▶ **GIVEN PROBLEM**: Each record is to be transcribed exactly.

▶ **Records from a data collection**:
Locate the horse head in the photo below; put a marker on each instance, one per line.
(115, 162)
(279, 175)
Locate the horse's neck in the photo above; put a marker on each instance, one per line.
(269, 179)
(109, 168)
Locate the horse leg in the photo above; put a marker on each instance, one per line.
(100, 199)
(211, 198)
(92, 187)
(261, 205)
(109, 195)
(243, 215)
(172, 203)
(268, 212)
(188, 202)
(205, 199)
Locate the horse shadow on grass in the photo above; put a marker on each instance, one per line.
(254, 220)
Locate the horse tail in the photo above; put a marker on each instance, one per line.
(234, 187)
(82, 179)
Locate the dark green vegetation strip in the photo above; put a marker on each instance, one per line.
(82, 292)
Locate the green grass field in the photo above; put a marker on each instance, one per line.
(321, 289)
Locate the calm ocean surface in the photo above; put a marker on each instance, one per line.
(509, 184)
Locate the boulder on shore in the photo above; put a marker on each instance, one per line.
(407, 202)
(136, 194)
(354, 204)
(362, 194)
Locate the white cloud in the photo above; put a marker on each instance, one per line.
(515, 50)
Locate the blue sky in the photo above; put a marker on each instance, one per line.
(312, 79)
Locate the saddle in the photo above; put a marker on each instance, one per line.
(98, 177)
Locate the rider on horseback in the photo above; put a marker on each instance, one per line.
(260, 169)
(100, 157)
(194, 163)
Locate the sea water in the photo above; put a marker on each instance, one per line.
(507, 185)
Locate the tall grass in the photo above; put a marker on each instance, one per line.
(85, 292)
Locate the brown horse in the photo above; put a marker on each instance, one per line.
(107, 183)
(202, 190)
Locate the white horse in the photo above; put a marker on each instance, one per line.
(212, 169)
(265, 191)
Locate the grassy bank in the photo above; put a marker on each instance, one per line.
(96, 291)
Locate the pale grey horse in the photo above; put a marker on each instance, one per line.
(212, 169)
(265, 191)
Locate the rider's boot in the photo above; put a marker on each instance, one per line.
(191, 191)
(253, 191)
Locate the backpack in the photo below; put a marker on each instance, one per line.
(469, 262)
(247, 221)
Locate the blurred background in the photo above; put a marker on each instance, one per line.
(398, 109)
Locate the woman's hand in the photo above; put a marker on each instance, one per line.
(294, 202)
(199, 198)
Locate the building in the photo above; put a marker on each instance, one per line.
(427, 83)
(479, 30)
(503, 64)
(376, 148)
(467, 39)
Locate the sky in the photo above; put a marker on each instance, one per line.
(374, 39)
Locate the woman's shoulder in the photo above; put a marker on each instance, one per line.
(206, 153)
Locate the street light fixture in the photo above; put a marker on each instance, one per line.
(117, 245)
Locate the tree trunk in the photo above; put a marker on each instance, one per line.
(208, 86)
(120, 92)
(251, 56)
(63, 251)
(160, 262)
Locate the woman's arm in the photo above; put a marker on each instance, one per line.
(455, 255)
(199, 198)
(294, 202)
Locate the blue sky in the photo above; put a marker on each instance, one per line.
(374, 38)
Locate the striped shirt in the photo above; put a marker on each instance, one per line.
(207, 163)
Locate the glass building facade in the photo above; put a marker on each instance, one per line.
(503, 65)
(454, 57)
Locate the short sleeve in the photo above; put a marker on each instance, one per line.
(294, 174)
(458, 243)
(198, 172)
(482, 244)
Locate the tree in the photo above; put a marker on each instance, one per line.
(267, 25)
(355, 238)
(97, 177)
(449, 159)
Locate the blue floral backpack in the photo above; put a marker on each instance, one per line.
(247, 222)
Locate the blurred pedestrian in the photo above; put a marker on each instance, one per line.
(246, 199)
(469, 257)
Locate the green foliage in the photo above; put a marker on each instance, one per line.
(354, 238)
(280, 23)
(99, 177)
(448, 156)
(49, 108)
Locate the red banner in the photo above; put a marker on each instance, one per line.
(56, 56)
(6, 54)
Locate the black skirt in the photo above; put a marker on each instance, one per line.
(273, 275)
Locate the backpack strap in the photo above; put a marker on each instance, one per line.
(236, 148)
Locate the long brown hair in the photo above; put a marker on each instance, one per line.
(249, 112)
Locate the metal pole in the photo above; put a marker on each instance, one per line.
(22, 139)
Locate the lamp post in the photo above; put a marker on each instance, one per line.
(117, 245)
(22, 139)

▶ **SOLUTION**:
Locate the horse head in the photo below; put a marker on each instance, one per line.
(115, 162)
(279, 175)
Locate the horse's neck in the photo above; put a marker on each instance, one per line.
(269, 179)
(109, 168)
Locate the horse leg in the photo above; put a marker on each instance, one per line.
(100, 199)
(211, 198)
(92, 187)
(261, 205)
(109, 195)
(243, 215)
(172, 203)
(268, 212)
(188, 202)
(205, 199)
Locate the horse shadow on grass in the photo above; put a marker on each instance, one per line.
(254, 220)
Locate the horse tail in the photo above; put a marker on each instance, one per line.
(234, 187)
(82, 179)
Locate the dark green vegetation strip in the photo above; put a marker on each instance, one per line.
(82, 292)
Locate the green grass field in the photo above; put a marker on each instance, one per line.
(321, 289)
Locate the calm ocean surface in the photo above; put a marker on each instance, one per line.
(509, 184)
Locate the boulder on shore in the photo above; put a marker on each instance, one per line.
(407, 202)
(136, 194)
(354, 204)
(362, 194)
Locate the white cloud in the photo above; put a marker on each instance, one per line.
(515, 50)
Locate the blue sky in the photo above; put a marker on each instance, one per line.
(312, 79)
Locate the saddle in the photo above; put a marker on each instance, one per line.
(98, 177)
Locate the rider on horseback in the photo above; put a marker on each instance, one per line.
(260, 169)
(100, 157)
(194, 163)
Locate the sea water in the photo above; put a marker on each instance, one per line.
(507, 185)
Locate the tall grass in the photo above; put a marker on each instance, one per line.
(85, 292)
Locate the brown horse in the photo above; put a marker on each instance, one per line.
(107, 183)
(202, 190)
Locate the white horse in the photo above; put a marker on each instance, one per line.
(212, 169)
(265, 191)
Locate the grassy bank in the photo above; put a marker on each instance, one per line.
(96, 291)
Locate the pale grey horse in the photo above; put a marker on each instance, one per line.
(212, 169)
(265, 191)
Locate the rider's boot in the photo above; put a marker on each instance, one per line.
(191, 191)
(253, 191)
Locate the backpack in the photo below; put a marker on each instance, one per line.
(469, 262)
(247, 221)
Locate the blurred background in the photo above; put a marker on each instance, one per line.
(398, 109)
Locate the woman's hand in the photo above; put a marker on each instance, one per line.
(294, 202)
(199, 198)
Locate the building in the photo above; put a marker on each instance, one per line.
(427, 83)
(479, 30)
(503, 64)
(376, 148)
(467, 39)
Locate the sky in the photo above; put a marker on each instance, one per line.
(374, 39)
Locate the woman's shoulder in the photo above; put a marker on each instance, one per line.
(206, 153)
Locate the street light fixture in the photo above; put a marker on each instance, one per line.
(117, 245)
Locate the tree trunk in the photo above; put a marker on each instance, one per line.
(208, 86)
(120, 92)
(251, 56)
(63, 251)
(160, 262)
Locate the woman's arm in the photo above; put a marker on each instance, one per line.
(455, 255)
(199, 198)
(294, 202)
Locate the blue sky in the photo above; put a marker on each instance, one per line.
(374, 38)
Locate the striped shirt in the photo above; put a marker on each instance, one per line.
(207, 163)
Locate the glass building facade in the photo above; put a marker on each instance, one per line.
(503, 65)
(454, 57)
Locate the short sleeve in the photo above; put a marker on each instance, one per line.
(294, 174)
(458, 243)
(198, 172)
(482, 244)
Locate the tree in the photo above; put a marker on each instance, one per line.
(267, 25)
(355, 238)
(97, 177)
(449, 159)
Locate the blue floral backpack in the photo above; put a marker on each instance, one per line.
(247, 222)
Locate the blurred pedestrian in the photo above; put a marker on each instance, one per line.
(246, 199)
(469, 257)
Locate the green foliage in the photo above; put a marker on each instance, one per line.
(354, 238)
(280, 23)
(99, 177)
(448, 156)
(49, 108)
Locate the red banner in the photo above; put a marker on each instance, one per line.
(56, 56)
(6, 54)
Locate the black skirt in the photo above; put a marker on each instance, one per line.
(273, 275)
Locate the backpack strap in the photo above; put a marker on each instance, one per line.
(236, 148)
Locate the long brown hair in the photo above; put a marker on each instance, one per line.
(249, 112)
Locate the metal pole in the photo above; put a marker on each instance, one per line.
(22, 139)
Locate the lamp post in the photo above; put a marker on each instance, one per line.
(117, 245)
(22, 139)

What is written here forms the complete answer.